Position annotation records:
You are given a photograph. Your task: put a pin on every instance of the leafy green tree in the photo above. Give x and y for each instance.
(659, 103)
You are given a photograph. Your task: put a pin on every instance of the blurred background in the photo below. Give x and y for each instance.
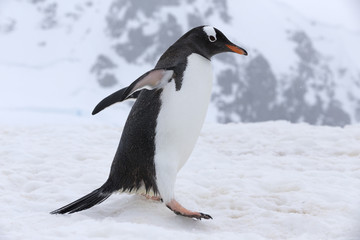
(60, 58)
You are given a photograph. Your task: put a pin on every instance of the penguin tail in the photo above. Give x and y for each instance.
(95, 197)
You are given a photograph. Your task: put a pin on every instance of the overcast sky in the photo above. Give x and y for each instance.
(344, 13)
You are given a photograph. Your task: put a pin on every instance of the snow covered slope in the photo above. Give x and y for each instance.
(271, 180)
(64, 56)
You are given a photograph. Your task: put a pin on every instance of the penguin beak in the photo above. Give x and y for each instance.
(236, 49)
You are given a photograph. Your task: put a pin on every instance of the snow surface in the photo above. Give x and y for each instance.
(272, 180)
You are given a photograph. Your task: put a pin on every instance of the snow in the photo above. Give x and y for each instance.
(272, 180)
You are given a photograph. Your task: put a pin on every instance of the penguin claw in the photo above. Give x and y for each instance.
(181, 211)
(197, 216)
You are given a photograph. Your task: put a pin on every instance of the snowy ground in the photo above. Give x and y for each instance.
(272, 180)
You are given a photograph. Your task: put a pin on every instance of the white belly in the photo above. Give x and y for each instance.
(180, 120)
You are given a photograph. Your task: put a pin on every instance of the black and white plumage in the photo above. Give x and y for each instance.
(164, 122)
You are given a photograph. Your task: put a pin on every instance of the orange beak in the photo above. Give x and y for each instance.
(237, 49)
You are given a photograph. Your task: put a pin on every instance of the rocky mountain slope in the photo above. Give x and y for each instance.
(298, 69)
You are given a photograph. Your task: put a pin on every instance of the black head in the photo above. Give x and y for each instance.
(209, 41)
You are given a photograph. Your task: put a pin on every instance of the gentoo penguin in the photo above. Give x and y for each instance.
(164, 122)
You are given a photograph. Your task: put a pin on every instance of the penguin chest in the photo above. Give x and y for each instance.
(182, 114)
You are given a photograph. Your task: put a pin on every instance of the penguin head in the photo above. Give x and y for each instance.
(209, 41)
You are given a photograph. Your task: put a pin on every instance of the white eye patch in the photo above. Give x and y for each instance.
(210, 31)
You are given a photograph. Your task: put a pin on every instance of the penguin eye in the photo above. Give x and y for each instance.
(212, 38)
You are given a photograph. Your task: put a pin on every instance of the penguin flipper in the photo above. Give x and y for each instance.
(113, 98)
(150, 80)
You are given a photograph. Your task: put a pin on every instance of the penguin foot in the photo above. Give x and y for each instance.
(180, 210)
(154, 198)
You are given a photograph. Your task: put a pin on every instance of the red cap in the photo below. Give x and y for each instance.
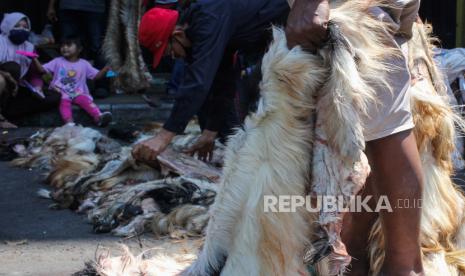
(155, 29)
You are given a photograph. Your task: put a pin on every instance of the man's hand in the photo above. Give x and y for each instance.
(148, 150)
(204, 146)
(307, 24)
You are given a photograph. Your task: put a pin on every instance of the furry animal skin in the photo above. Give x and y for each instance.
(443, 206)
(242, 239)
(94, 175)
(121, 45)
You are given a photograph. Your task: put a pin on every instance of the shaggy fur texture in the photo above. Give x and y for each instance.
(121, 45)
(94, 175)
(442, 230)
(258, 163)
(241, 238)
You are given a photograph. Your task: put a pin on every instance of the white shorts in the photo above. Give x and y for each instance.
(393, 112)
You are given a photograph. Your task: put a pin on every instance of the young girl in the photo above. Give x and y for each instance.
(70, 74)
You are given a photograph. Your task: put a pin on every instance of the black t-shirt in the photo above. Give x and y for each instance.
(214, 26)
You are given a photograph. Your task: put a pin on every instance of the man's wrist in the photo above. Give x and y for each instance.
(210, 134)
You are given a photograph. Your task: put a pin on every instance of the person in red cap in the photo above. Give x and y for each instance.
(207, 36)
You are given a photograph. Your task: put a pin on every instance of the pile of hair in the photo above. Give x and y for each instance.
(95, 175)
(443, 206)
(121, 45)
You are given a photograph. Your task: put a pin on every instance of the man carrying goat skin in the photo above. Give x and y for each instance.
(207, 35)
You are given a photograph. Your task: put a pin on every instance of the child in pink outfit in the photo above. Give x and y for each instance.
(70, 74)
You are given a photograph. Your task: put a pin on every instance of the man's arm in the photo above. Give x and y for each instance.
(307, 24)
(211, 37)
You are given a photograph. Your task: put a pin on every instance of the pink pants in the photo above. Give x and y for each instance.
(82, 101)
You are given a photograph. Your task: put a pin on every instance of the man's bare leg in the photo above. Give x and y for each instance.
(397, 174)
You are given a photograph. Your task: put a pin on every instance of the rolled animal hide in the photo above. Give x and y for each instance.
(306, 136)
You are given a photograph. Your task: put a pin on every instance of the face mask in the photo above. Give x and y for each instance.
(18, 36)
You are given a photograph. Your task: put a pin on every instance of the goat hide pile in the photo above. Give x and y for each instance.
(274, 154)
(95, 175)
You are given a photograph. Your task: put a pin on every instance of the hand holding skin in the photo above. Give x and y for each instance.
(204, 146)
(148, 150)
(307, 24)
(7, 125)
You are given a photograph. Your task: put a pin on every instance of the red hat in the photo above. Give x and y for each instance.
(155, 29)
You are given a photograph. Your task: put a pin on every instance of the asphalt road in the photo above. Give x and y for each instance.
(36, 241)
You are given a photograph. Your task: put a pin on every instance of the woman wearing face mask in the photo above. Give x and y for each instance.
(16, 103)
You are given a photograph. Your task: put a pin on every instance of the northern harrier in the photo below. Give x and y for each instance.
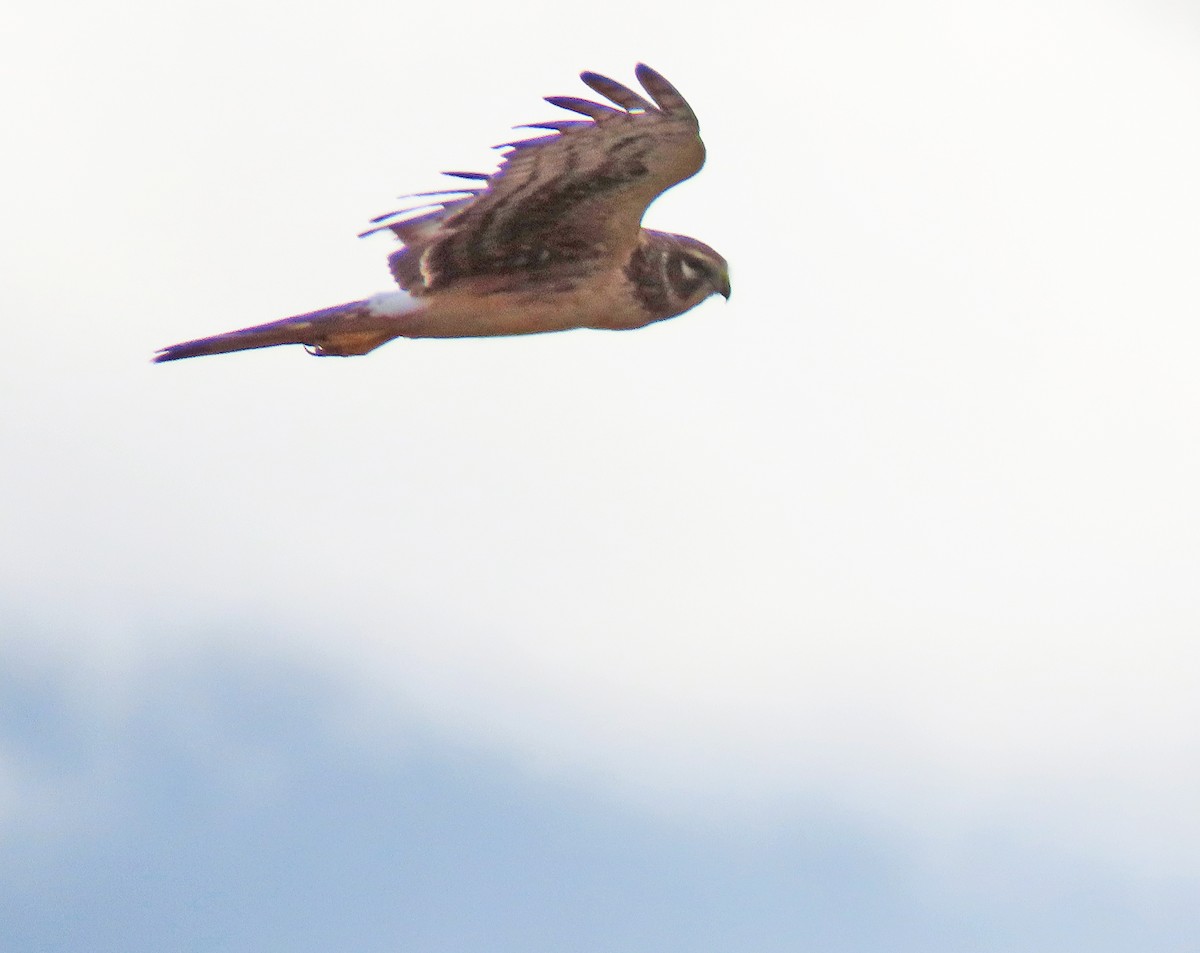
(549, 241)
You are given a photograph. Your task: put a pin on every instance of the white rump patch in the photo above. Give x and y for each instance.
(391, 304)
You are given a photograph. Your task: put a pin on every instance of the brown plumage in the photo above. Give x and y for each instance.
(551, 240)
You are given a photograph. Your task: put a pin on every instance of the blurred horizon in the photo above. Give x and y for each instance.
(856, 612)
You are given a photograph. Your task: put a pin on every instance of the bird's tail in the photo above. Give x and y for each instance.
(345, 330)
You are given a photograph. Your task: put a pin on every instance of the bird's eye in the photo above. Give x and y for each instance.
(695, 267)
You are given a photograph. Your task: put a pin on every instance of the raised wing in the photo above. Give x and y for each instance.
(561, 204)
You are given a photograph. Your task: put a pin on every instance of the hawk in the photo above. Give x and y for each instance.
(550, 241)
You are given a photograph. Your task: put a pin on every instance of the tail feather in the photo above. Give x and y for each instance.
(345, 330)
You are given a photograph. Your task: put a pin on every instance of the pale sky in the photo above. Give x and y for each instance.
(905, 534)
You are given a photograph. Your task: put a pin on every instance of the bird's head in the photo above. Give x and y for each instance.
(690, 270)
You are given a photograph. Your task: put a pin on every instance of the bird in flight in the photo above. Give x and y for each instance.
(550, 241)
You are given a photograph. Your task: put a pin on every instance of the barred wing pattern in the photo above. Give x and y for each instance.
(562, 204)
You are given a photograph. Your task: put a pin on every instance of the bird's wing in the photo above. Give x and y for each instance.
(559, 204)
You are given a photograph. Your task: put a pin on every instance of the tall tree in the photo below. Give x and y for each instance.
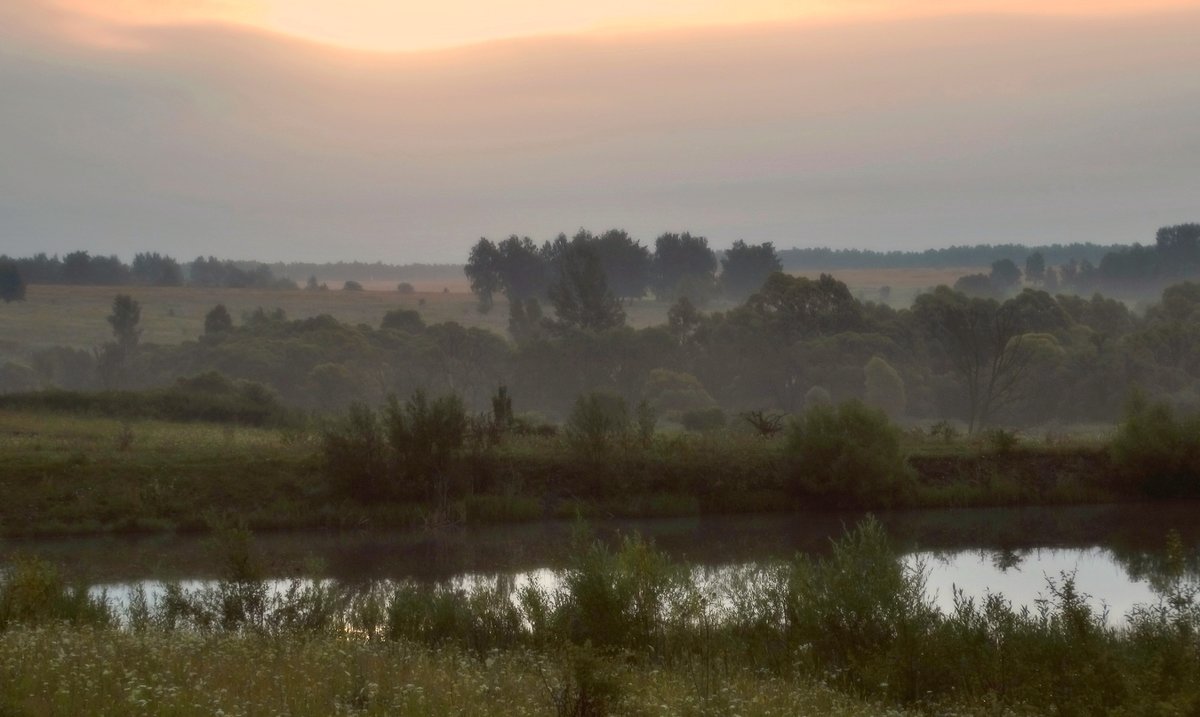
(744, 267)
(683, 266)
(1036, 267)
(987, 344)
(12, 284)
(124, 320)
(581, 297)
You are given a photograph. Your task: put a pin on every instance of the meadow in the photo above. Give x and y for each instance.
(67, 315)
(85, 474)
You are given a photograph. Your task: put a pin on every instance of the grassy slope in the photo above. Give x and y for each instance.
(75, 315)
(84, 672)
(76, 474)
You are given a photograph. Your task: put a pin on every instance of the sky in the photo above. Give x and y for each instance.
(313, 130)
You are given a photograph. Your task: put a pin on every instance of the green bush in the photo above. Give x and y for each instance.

• [EXERCISE REQUIREMENTS]: Print the lines from the one that contains "the bird in" through the last line of the data, exactly and in full, and no other lines. Pictures are not part of the copy.

• [COMPLETE ANSWER]:
You are given a photograph. Your task: put a pin on every instance of the bird in flight in the photo above. Give x and y for each instance.
(550, 241)
You are given a photograph. Your task: put a pin on every instance of the barred wing pattern in the photo above. Give x and y for each instance.
(562, 204)
You are given a photograph. Your task: put a pin on every instance of the bird's wing in the photo above. Give x and y for each instance.
(559, 204)
You are given a photograph. Your task: put a pin on every instance of the tall tree in the photo below. Give x and y for each instance.
(744, 267)
(683, 266)
(1036, 267)
(987, 344)
(12, 284)
(124, 320)
(581, 297)
You are given a photograph. Your task: put a pin on every instance of the meadow in the photo above. Give x and y for each instance.
(67, 315)
(85, 474)
You are given a photograph. Your task: put a pin on every instance of the grassy slope in the photo above. Give x and y for each instance.
(75, 315)
(84, 672)
(76, 474)
You are given a photograph. Your task: put a pin on every instance of the sky in the photo above. Give x and y for each instance.
(313, 130)
You are given a photograph. Your task: put a pin on every instance of the green bush in the photo above. Give x and y for each instance.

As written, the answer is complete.